Data for review START

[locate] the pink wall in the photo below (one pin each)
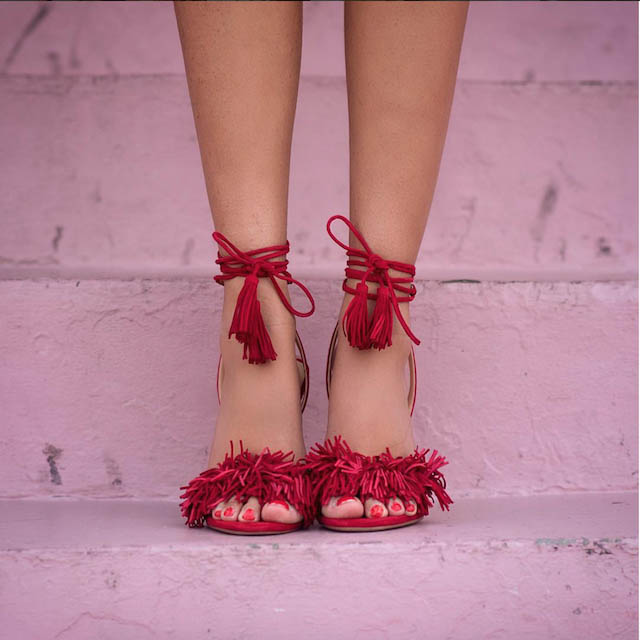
(537, 199)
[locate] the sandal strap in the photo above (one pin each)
(247, 324)
(361, 330)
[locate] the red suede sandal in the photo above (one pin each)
(268, 476)
(337, 470)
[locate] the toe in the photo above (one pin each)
(216, 512)
(250, 512)
(395, 507)
(375, 509)
(230, 509)
(410, 507)
(280, 511)
(343, 507)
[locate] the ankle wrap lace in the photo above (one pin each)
(361, 330)
(247, 324)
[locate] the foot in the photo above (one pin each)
(259, 403)
(369, 408)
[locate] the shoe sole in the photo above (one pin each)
(355, 525)
(234, 527)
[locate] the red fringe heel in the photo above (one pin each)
(268, 476)
(334, 468)
(247, 324)
(337, 470)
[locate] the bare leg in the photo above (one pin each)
(243, 63)
(402, 61)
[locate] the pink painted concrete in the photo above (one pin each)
(553, 567)
(537, 182)
(108, 387)
(516, 42)
(108, 339)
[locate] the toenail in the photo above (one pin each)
(376, 511)
(281, 503)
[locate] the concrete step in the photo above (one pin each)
(537, 182)
(108, 386)
(519, 42)
(529, 567)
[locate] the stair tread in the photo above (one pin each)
(596, 520)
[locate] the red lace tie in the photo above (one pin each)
(247, 323)
(363, 264)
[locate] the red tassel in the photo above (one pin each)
(355, 321)
(382, 321)
(248, 325)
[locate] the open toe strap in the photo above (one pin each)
(336, 470)
(266, 476)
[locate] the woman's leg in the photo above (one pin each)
(243, 62)
(402, 61)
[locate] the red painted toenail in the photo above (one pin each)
(376, 511)
(281, 503)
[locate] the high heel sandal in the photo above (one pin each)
(335, 469)
(267, 476)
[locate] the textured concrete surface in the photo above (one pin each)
(108, 361)
(108, 386)
(537, 567)
(517, 42)
(537, 181)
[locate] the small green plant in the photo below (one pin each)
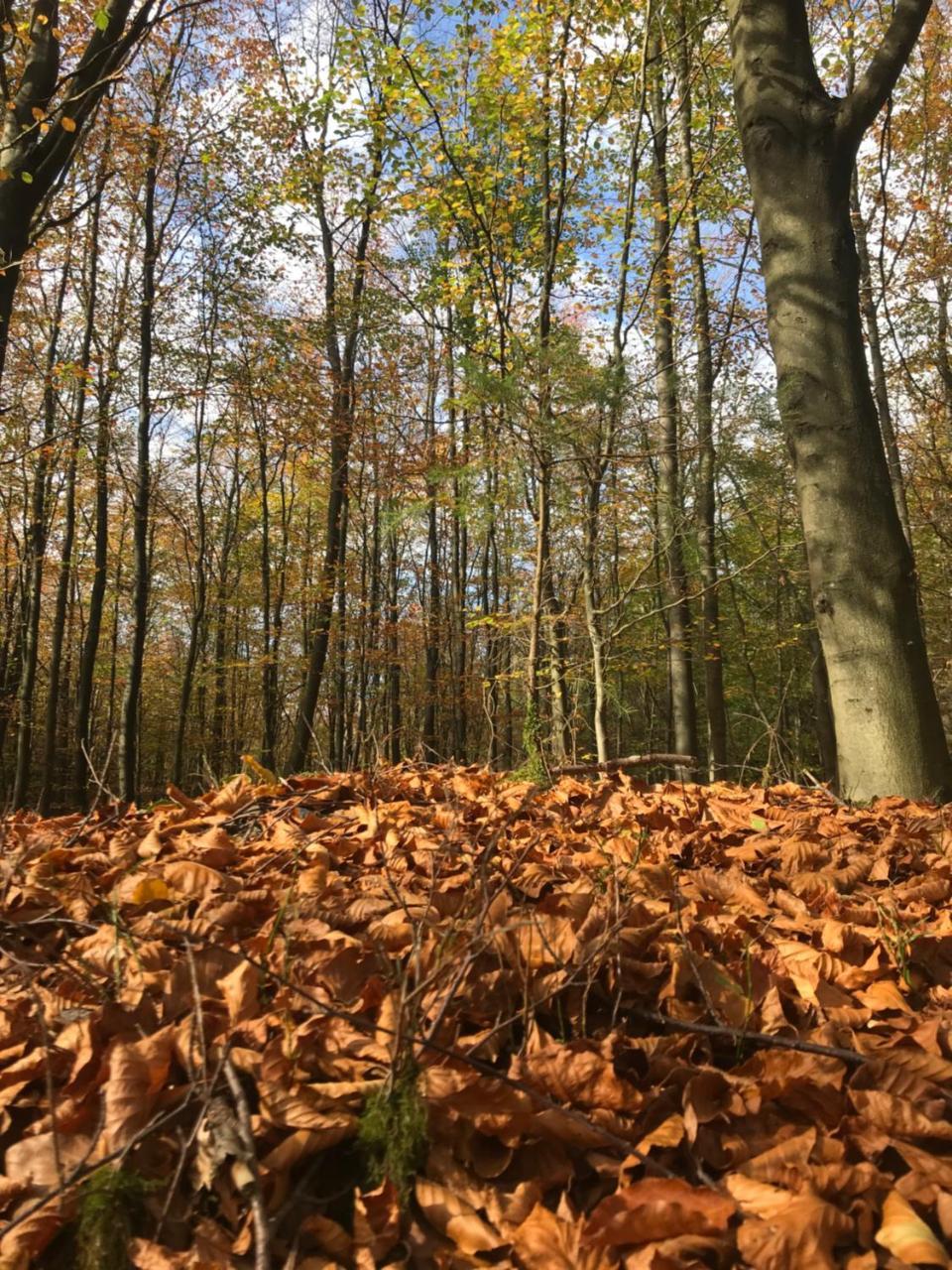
(534, 769)
(393, 1130)
(109, 1203)
(898, 940)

Data for review END

Requirement
Please return the listing above exactly and leave every picture out.

Your response
[locate] the pink wall in the photo below (one pin each)
(537, 199)
[locate] the sandal strap in the photo above (one pin each)
(247, 324)
(361, 330)
[locate] the red suede sandal in the photo above (one pin each)
(268, 476)
(337, 470)
[locate] the toe in the photo above (one pin each)
(216, 512)
(250, 512)
(395, 507)
(375, 509)
(230, 509)
(410, 507)
(280, 511)
(343, 507)
[locate] the ankle wrap lace in the photo above (one pin each)
(361, 330)
(247, 324)
[locate] the foot in the photo above (one pin each)
(259, 403)
(369, 408)
[locate] the shoe sole in the photo above (one pin each)
(355, 525)
(234, 527)
[locate] the red fringe heel in the photo above (one pin each)
(268, 476)
(334, 468)
(247, 324)
(337, 470)
[locate] the bare leg in the photo above (one pin each)
(243, 63)
(402, 61)
[locate] the pink painted concrete in the photo above (one pin each)
(553, 567)
(537, 182)
(108, 387)
(516, 42)
(108, 339)
[locate] the toenail in the photo above (one pin each)
(376, 511)
(281, 503)
[locate] the concrete step in the photo above (one pin each)
(537, 182)
(108, 386)
(519, 42)
(529, 567)
[locate] the stair tread in the photo above (one pin each)
(596, 520)
[locate] the red lace tie in the photo above (one pin each)
(247, 323)
(363, 264)
[locate] the red tassel in the photo above (one pin each)
(355, 321)
(382, 321)
(248, 325)
[locate] the open toe strap in the photo above (one pin each)
(336, 470)
(266, 476)
[locate] the woman's leg in the photo above (one pin each)
(243, 62)
(402, 61)
[locate] the red painted toenail in the photo above (one pin each)
(376, 511)
(281, 503)
[locate] the high heel sandal in the photo above (one pin each)
(335, 469)
(267, 476)
[locate] the textured concrete surface in the photo above (one pin each)
(108, 361)
(108, 386)
(537, 567)
(517, 42)
(537, 181)
[locate] the small green plant in the photo below (one pin each)
(534, 769)
(393, 1130)
(109, 1203)
(898, 940)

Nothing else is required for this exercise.